> [TO DO]: Rewrite the stretch of the material from the line containing "1H0V12ZM129 5L132 1L128" through its end, changing "rough mask" to "draft mask" and keeping everything else unchanged.

> [PROVIDED DATA]:
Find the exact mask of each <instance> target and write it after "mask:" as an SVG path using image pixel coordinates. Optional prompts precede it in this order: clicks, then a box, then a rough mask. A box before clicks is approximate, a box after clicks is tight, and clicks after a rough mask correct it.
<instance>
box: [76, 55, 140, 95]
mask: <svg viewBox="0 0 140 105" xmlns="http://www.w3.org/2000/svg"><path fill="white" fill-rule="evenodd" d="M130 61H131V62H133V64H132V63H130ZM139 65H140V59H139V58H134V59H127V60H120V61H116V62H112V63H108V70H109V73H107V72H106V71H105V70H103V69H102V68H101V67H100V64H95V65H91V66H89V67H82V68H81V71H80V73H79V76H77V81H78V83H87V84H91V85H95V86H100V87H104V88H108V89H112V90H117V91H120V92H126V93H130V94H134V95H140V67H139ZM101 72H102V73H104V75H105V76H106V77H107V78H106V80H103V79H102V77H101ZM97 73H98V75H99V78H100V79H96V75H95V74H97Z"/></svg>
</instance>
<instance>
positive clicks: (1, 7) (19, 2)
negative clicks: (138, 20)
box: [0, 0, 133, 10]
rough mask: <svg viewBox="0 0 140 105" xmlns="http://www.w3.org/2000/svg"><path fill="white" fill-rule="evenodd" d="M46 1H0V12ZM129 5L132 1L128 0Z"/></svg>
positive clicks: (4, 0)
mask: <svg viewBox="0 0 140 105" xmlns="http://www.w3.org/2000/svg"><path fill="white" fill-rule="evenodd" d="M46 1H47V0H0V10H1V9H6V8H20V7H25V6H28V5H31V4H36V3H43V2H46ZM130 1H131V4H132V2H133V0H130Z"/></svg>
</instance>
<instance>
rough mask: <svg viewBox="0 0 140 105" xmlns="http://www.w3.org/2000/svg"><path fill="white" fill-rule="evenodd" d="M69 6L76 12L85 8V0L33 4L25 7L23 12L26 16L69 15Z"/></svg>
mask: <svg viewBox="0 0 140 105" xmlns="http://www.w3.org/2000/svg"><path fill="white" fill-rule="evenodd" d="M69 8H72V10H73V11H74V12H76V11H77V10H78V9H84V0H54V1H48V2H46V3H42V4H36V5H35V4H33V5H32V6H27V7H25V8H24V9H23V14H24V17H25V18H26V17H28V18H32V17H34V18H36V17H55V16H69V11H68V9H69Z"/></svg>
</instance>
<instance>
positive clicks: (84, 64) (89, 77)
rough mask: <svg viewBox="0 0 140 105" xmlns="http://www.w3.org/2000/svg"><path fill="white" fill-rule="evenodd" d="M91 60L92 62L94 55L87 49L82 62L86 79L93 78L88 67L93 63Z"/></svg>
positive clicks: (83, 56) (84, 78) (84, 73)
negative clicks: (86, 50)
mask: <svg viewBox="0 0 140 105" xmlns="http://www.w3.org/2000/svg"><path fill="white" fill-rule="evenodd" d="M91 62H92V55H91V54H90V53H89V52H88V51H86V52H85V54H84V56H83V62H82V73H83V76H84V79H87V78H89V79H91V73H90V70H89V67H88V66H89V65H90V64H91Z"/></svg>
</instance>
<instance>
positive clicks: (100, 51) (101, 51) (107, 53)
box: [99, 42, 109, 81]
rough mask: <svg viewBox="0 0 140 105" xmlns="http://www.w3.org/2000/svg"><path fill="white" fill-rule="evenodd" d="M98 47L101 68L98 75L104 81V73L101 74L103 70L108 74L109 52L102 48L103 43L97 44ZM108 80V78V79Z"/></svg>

> [WRITTEN REPLY]:
draft mask: <svg viewBox="0 0 140 105" xmlns="http://www.w3.org/2000/svg"><path fill="white" fill-rule="evenodd" d="M46 1H0V12ZM129 5L132 1L128 0Z"/></svg>
positive clicks: (4, 0)
mask: <svg viewBox="0 0 140 105" xmlns="http://www.w3.org/2000/svg"><path fill="white" fill-rule="evenodd" d="M46 1H47V0H0V10H1V9H6V8H20V7H25V6H28V5H31V4H36V3H43V2H46ZM130 1H131V4H132V2H133V0H130Z"/></svg>
</instance>
<instance>
draft mask: <svg viewBox="0 0 140 105" xmlns="http://www.w3.org/2000/svg"><path fill="white" fill-rule="evenodd" d="M69 6L76 12L85 8V0L33 4L25 7L23 12L26 16L69 15Z"/></svg>
mask: <svg viewBox="0 0 140 105" xmlns="http://www.w3.org/2000/svg"><path fill="white" fill-rule="evenodd" d="M69 8H72V10H73V11H74V12H76V11H77V10H78V9H84V0H54V1H48V2H46V3H42V4H36V5H35V4H33V5H32V6H27V7H25V8H24V9H23V14H24V17H25V18H26V17H28V18H32V17H34V18H36V17H55V16H69V11H68V9H69Z"/></svg>
</instance>
<instance>
positive clicks: (84, 64) (89, 77)
draft mask: <svg viewBox="0 0 140 105" xmlns="http://www.w3.org/2000/svg"><path fill="white" fill-rule="evenodd" d="M91 60L92 62L94 55L87 49L82 62L86 79L93 78L88 67L93 63Z"/></svg>
positive clicks: (83, 56) (84, 78) (84, 73)
negative clicks: (86, 50)
mask: <svg viewBox="0 0 140 105" xmlns="http://www.w3.org/2000/svg"><path fill="white" fill-rule="evenodd" d="M91 62H92V55H91V54H90V53H89V52H88V51H86V52H85V54H84V56H83V62H82V73H83V76H84V79H87V78H89V79H91V73H90V70H89V67H88V66H89V65H90V64H91Z"/></svg>
</instance>
<instance>
positive clicks: (100, 51) (101, 51) (107, 53)
box: [99, 42, 109, 81]
draft mask: <svg viewBox="0 0 140 105" xmlns="http://www.w3.org/2000/svg"><path fill="white" fill-rule="evenodd" d="M98 47L101 68L98 75L104 81V73L101 74L103 70L108 74L109 52L102 48L103 43L97 44ZM108 80V78V79Z"/></svg>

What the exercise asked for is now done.